• **PROMPT**:
Look through the data that follows and work out how many lines contain the string "statue". Nothing but that number should be given.

Records contained in a dataset
[Start of Attachment]
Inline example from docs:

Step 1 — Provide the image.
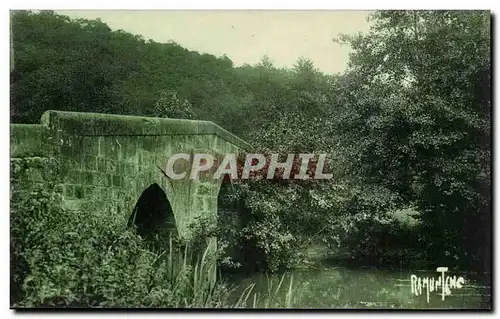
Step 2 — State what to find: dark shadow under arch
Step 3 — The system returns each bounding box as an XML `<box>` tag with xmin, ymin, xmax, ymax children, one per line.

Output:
<box><xmin>128</xmin><ymin>183</ymin><xmax>176</xmax><ymax>240</ymax></box>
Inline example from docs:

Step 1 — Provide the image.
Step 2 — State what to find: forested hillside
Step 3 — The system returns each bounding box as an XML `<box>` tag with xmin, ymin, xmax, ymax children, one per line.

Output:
<box><xmin>11</xmin><ymin>9</ymin><xmax>491</xmax><ymax>286</ymax></box>
<box><xmin>11</xmin><ymin>10</ymin><xmax>330</xmax><ymax>138</ymax></box>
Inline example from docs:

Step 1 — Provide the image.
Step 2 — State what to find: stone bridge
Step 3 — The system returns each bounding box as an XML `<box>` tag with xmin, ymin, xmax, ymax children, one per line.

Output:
<box><xmin>10</xmin><ymin>110</ymin><xmax>250</xmax><ymax>243</ymax></box>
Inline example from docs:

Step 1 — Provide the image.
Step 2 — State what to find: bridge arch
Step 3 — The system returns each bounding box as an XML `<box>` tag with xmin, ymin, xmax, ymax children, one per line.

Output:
<box><xmin>128</xmin><ymin>183</ymin><xmax>176</xmax><ymax>240</ymax></box>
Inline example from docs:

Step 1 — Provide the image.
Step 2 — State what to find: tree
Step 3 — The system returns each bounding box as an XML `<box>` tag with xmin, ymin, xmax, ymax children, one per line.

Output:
<box><xmin>333</xmin><ymin>10</ymin><xmax>491</xmax><ymax>271</ymax></box>
<box><xmin>153</xmin><ymin>90</ymin><xmax>196</xmax><ymax>119</ymax></box>
<box><xmin>257</xmin><ymin>54</ymin><xmax>274</xmax><ymax>69</ymax></box>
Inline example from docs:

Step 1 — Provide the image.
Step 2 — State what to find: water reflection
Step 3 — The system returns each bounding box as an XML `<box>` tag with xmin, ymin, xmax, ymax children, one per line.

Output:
<box><xmin>227</xmin><ymin>264</ymin><xmax>491</xmax><ymax>309</ymax></box>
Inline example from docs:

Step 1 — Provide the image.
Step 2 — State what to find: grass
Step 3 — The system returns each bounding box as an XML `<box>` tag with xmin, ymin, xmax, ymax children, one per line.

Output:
<box><xmin>230</xmin><ymin>273</ymin><xmax>295</xmax><ymax>308</ymax></box>
<box><xmin>142</xmin><ymin>227</ymin><xmax>299</xmax><ymax>309</ymax></box>
<box><xmin>143</xmin><ymin>234</ymin><xmax>221</xmax><ymax>308</ymax></box>
<box><xmin>144</xmin><ymin>233</ymin><xmax>297</xmax><ymax>308</ymax></box>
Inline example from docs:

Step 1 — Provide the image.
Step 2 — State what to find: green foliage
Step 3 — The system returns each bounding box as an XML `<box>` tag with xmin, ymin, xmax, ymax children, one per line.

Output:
<box><xmin>214</xmin><ymin>181</ymin><xmax>300</xmax><ymax>273</ymax></box>
<box><xmin>11</xmin><ymin>168</ymin><xmax>229</xmax><ymax>307</ymax></box>
<box><xmin>332</xmin><ymin>10</ymin><xmax>490</xmax><ymax>271</ymax></box>
<box><xmin>153</xmin><ymin>90</ymin><xmax>196</xmax><ymax>119</ymax></box>
<box><xmin>10</xmin><ymin>10</ymin><xmax>232</xmax><ymax>124</ymax></box>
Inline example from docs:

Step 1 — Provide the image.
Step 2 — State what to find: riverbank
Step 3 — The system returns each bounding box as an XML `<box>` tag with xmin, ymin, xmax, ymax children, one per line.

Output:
<box><xmin>224</xmin><ymin>245</ymin><xmax>492</xmax><ymax>309</ymax></box>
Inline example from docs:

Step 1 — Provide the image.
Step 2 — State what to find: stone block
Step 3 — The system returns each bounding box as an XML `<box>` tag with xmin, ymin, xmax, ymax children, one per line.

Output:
<box><xmin>82</xmin><ymin>171</ymin><xmax>94</xmax><ymax>185</ymax></box>
<box><xmin>105</xmin><ymin>159</ymin><xmax>117</xmax><ymax>174</ymax></box>
<box><xmin>82</xmin><ymin>137</ymin><xmax>99</xmax><ymax>156</ymax></box>
<box><xmin>10</xmin><ymin>124</ymin><xmax>50</xmax><ymax>157</ymax></box>
<box><xmin>112</xmin><ymin>175</ymin><xmax>123</xmax><ymax>187</ymax></box>
<box><xmin>92</xmin><ymin>173</ymin><xmax>107</xmax><ymax>186</ymax></box>
<box><xmin>84</xmin><ymin>185</ymin><xmax>95</xmax><ymax>198</ymax></box>
<box><xmin>125</xmin><ymin>162</ymin><xmax>136</xmax><ymax>176</ymax></box>
<box><xmin>63</xmin><ymin>170</ymin><xmax>81</xmax><ymax>184</ymax></box>
<box><xmin>74</xmin><ymin>185</ymin><xmax>84</xmax><ymax>199</ymax></box>
<box><xmin>97</xmin><ymin>157</ymin><xmax>106</xmax><ymax>172</ymax></box>
<box><xmin>140</xmin><ymin>136</ymin><xmax>155</xmax><ymax>152</ymax></box>
<box><xmin>123</xmin><ymin>178</ymin><xmax>135</xmax><ymax>191</ymax></box>
<box><xmin>63</xmin><ymin>184</ymin><xmax>74</xmax><ymax>198</ymax></box>
<box><xmin>106</xmin><ymin>174</ymin><xmax>113</xmax><ymax>187</ymax></box>
<box><xmin>101</xmin><ymin>138</ymin><xmax>122</xmax><ymax>161</ymax></box>
<box><xmin>83</xmin><ymin>156</ymin><xmax>97</xmax><ymax>171</ymax></box>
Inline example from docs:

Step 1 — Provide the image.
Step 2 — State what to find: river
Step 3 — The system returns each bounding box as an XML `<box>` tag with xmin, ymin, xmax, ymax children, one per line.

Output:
<box><xmin>226</xmin><ymin>262</ymin><xmax>491</xmax><ymax>309</ymax></box>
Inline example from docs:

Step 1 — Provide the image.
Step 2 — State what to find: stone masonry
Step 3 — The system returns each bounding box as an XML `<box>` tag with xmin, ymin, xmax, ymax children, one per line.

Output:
<box><xmin>10</xmin><ymin>110</ymin><xmax>250</xmax><ymax>243</ymax></box>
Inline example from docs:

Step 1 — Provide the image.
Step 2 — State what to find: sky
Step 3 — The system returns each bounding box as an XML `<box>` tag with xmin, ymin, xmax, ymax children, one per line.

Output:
<box><xmin>56</xmin><ymin>10</ymin><xmax>373</xmax><ymax>74</ymax></box>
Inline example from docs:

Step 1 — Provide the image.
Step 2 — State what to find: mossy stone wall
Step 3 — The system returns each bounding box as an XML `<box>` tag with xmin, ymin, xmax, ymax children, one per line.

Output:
<box><xmin>11</xmin><ymin>110</ymin><xmax>249</xmax><ymax>242</ymax></box>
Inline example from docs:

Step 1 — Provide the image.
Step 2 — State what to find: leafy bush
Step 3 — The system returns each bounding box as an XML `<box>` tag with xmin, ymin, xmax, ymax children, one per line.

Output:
<box><xmin>215</xmin><ymin>181</ymin><xmax>306</xmax><ymax>273</ymax></box>
<box><xmin>302</xmin><ymin>182</ymin><xmax>424</xmax><ymax>265</ymax></box>
<box><xmin>153</xmin><ymin>89</ymin><xmax>196</xmax><ymax>119</ymax></box>
<box><xmin>10</xmin><ymin>163</ymin><xmax>230</xmax><ymax>308</ymax></box>
<box><xmin>219</xmin><ymin>177</ymin><xmax>424</xmax><ymax>269</ymax></box>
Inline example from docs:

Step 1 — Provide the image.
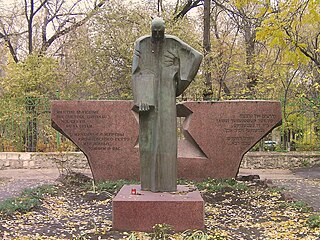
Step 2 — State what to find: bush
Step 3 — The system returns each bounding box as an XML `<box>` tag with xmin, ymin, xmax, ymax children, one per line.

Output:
<box><xmin>0</xmin><ymin>184</ymin><xmax>57</xmax><ymax>216</ymax></box>
<box><xmin>284</xmin><ymin>201</ymin><xmax>313</xmax><ymax>213</ymax></box>
<box><xmin>83</xmin><ymin>179</ymin><xmax>139</xmax><ymax>194</ymax></box>
<box><xmin>195</xmin><ymin>178</ymin><xmax>248</xmax><ymax>192</ymax></box>
<box><xmin>307</xmin><ymin>215</ymin><xmax>320</xmax><ymax>228</ymax></box>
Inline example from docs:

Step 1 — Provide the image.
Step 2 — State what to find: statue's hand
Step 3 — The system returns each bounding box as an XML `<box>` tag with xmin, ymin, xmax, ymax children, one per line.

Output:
<box><xmin>139</xmin><ymin>102</ymin><xmax>150</xmax><ymax>112</ymax></box>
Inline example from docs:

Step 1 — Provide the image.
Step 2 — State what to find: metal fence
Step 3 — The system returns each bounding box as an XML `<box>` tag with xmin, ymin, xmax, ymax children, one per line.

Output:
<box><xmin>0</xmin><ymin>97</ymin><xmax>319</xmax><ymax>152</ymax></box>
<box><xmin>0</xmin><ymin>97</ymin><xmax>59</xmax><ymax>152</ymax></box>
<box><xmin>258</xmin><ymin>98</ymin><xmax>320</xmax><ymax>151</ymax></box>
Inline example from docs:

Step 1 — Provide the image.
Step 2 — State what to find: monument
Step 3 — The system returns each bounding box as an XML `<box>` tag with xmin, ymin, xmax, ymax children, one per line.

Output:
<box><xmin>51</xmin><ymin>100</ymin><xmax>282</xmax><ymax>181</ymax></box>
<box><xmin>112</xmin><ymin>17</ymin><xmax>204</xmax><ymax>231</ymax></box>
<box><xmin>132</xmin><ymin>17</ymin><xmax>202</xmax><ymax>192</ymax></box>
<box><xmin>51</xmin><ymin>17</ymin><xmax>282</xmax><ymax>233</ymax></box>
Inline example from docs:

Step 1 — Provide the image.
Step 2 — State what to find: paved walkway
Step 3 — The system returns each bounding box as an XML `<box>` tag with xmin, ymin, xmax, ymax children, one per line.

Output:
<box><xmin>239</xmin><ymin>167</ymin><xmax>320</xmax><ymax>212</ymax></box>
<box><xmin>273</xmin><ymin>167</ymin><xmax>320</xmax><ymax>211</ymax></box>
<box><xmin>0</xmin><ymin>168</ymin><xmax>319</xmax><ymax>211</ymax></box>
<box><xmin>0</xmin><ymin>169</ymin><xmax>92</xmax><ymax>202</ymax></box>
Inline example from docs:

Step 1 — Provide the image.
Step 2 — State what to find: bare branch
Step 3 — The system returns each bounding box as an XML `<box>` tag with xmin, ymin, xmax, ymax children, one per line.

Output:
<box><xmin>174</xmin><ymin>0</ymin><xmax>202</xmax><ymax>19</ymax></box>
<box><xmin>42</xmin><ymin>4</ymin><xmax>49</xmax><ymax>43</ymax></box>
<box><xmin>33</xmin><ymin>0</ymin><xmax>49</xmax><ymax>16</ymax></box>
<box><xmin>0</xmin><ymin>31</ymin><xmax>19</xmax><ymax>63</ymax></box>
<box><xmin>40</xmin><ymin>0</ymin><xmax>108</xmax><ymax>54</ymax></box>
<box><xmin>24</xmin><ymin>0</ymin><xmax>29</xmax><ymax>21</ymax></box>
<box><xmin>174</xmin><ymin>0</ymin><xmax>180</xmax><ymax>15</ymax></box>
<box><xmin>297</xmin><ymin>45</ymin><xmax>320</xmax><ymax>68</ymax></box>
<box><xmin>284</xmin><ymin>26</ymin><xmax>320</xmax><ymax>69</ymax></box>
<box><xmin>46</xmin><ymin>0</ymin><xmax>64</xmax><ymax>23</ymax></box>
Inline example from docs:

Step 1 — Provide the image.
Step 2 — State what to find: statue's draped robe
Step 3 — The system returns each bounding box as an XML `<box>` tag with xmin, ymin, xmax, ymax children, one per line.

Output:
<box><xmin>132</xmin><ymin>35</ymin><xmax>202</xmax><ymax>192</ymax></box>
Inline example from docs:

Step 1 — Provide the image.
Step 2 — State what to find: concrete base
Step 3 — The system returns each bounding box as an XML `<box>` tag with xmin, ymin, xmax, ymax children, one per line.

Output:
<box><xmin>112</xmin><ymin>185</ymin><xmax>204</xmax><ymax>232</ymax></box>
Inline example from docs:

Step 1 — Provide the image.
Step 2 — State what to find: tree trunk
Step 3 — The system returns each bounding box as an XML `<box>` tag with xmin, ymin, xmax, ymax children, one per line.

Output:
<box><xmin>27</xmin><ymin>0</ymin><xmax>34</xmax><ymax>54</ymax></box>
<box><xmin>203</xmin><ymin>0</ymin><xmax>213</xmax><ymax>100</ymax></box>
<box><xmin>243</xmin><ymin>21</ymin><xmax>257</xmax><ymax>94</ymax></box>
<box><xmin>158</xmin><ymin>0</ymin><xmax>163</xmax><ymax>16</ymax></box>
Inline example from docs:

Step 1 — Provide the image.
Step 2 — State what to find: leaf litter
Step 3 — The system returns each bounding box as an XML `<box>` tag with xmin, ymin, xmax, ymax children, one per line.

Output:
<box><xmin>0</xmin><ymin>175</ymin><xmax>319</xmax><ymax>239</ymax></box>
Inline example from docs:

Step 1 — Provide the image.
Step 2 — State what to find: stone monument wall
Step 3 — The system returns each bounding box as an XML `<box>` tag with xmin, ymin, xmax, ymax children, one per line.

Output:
<box><xmin>51</xmin><ymin>100</ymin><xmax>282</xmax><ymax>180</ymax></box>
<box><xmin>51</xmin><ymin>100</ymin><xmax>139</xmax><ymax>180</ymax></box>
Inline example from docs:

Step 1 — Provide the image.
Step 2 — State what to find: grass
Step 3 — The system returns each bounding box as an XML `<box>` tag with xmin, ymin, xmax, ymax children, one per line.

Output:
<box><xmin>268</xmin><ymin>185</ymin><xmax>286</xmax><ymax>193</ymax></box>
<box><xmin>0</xmin><ymin>184</ymin><xmax>57</xmax><ymax>216</ymax></box>
<box><xmin>308</xmin><ymin>214</ymin><xmax>320</xmax><ymax>228</ymax></box>
<box><xmin>178</xmin><ymin>178</ymin><xmax>248</xmax><ymax>192</ymax></box>
<box><xmin>282</xmin><ymin>200</ymin><xmax>314</xmax><ymax>213</ymax></box>
<box><xmin>128</xmin><ymin>228</ymin><xmax>227</xmax><ymax>240</ymax></box>
<box><xmin>83</xmin><ymin>179</ymin><xmax>139</xmax><ymax>194</ymax></box>
<box><xmin>194</xmin><ymin>178</ymin><xmax>248</xmax><ymax>192</ymax></box>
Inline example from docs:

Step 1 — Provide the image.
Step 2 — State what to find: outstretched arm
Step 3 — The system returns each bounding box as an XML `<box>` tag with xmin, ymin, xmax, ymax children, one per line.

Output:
<box><xmin>176</xmin><ymin>47</ymin><xmax>203</xmax><ymax>97</ymax></box>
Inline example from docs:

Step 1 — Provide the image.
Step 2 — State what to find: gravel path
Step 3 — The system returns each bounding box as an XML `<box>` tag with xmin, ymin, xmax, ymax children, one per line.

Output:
<box><xmin>271</xmin><ymin>167</ymin><xmax>320</xmax><ymax>211</ymax></box>
<box><xmin>0</xmin><ymin>168</ymin><xmax>92</xmax><ymax>203</ymax></box>
<box><xmin>0</xmin><ymin>178</ymin><xmax>56</xmax><ymax>202</ymax></box>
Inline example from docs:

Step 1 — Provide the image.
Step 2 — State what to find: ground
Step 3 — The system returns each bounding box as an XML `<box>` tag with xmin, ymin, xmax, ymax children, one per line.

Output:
<box><xmin>0</xmin><ymin>172</ymin><xmax>319</xmax><ymax>240</ymax></box>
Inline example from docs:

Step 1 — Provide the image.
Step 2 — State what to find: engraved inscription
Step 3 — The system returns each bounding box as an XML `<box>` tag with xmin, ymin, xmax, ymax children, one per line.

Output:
<box><xmin>55</xmin><ymin>110</ymin><xmax>131</xmax><ymax>151</ymax></box>
<box><xmin>55</xmin><ymin>110</ymin><xmax>108</xmax><ymax>128</ymax></box>
<box><xmin>217</xmin><ymin>113</ymin><xmax>277</xmax><ymax>145</ymax></box>
<box><xmin>74</xmin><ymin>132</ymin><xmax>131</xmax><ymax>151</ymax></box>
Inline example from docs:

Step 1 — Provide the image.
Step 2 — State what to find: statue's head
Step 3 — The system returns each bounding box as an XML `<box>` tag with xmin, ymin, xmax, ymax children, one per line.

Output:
<box><xmin>151</xmin><ymin>17</ymin><xmax>165</xmax><ymax>41</ymax></box>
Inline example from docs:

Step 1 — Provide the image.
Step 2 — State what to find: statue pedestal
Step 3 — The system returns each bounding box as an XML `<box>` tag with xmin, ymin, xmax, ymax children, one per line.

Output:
<box><xmin>112</xmin><ymin>185</ymin><xmax>204</xmax><ymax>232</ymax></box>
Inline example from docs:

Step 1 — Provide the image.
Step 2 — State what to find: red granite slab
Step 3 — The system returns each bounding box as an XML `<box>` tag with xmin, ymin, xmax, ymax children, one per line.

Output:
<box><xmin>51</xmin><ymin>100</ymin><xmax>139</xmax><ymax>180</ymax></box>
<box><xmin>112</xmin><ymin>185</ymin><xmax>204</xmax><ymax>232</ymax></box>
<box><xmin>177</xmin><ymin>101</ymin><xmax>282</xmax><ymax>180</ymax></box>
<box><xmin>51</xmin><ymin>100</ymin><xmax>281</xmax><ymax>180</ymax></box>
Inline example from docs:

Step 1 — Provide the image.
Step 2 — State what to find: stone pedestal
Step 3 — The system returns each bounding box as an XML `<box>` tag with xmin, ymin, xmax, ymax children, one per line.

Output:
<box><xmin>112</xmin><ymin>185</ymin><xmax>204</xmax><ymax>232</ymax></box>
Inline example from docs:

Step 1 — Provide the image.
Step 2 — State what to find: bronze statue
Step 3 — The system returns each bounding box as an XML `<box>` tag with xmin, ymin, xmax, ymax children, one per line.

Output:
<box><xmin>132</xmin><ymin>17</ymin><xmax>203</xmax><ymax>192</ymax></box>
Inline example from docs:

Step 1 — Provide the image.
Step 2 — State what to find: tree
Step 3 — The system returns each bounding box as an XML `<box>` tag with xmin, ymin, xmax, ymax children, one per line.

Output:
<box><xmin>202</xmin><ymin>0</ymin><xmax>213</xmax><ymax>100</ymax></box>
<box><xmin>0</xmin><ymin>0</ymin><xmax>107</xmax><ymax>151</ymax></box>
<box><xmin>61</xmin><ymin>0</ymin><xmax>203</xmax><ymax>100</ymax></box>
<box><xmin>59</xmin><ymin>1</ymin><xmax>150</xmax><ymax>100</ymax></box>
<box><xmin>0</xmin><ymin>53</ymin><xmax>62</xmax><ymax>151</ymax></box>
<box><xmin>174</xmin><ymin>0</ymin><xmax>276</xmax><ymax>99</ymax></box>
<box><xmin>257</xmin><ymin>0</ymin><xmax>320</xmax><ymax>149</ymax></box>
<box><xmin>174</xmin><ymin>0</ymin><xmax>214</xmax><ymax>100</ymax></box>
<box><xmin>2</xmin><ymin>53</ymin><xmax>61</xmax><ymax>98</ymax></box>
<box><xmin>257</xmin><ymin>0</ymin><xmax>320</xmax><ymax>90</ymax></box>
<box><xmin>211</xmin><ymin>0</ymin><xmax>275</xmax><ymax>97</ymax></box>
<box><xmin>0</xmin><ymin>0</ymin><xmax>107</xmax><ymax>62</ymax></box>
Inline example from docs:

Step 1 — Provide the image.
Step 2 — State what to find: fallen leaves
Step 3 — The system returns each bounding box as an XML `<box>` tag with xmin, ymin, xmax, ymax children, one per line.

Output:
[End of Attachment]
• **YOUR SOLUTION**:
5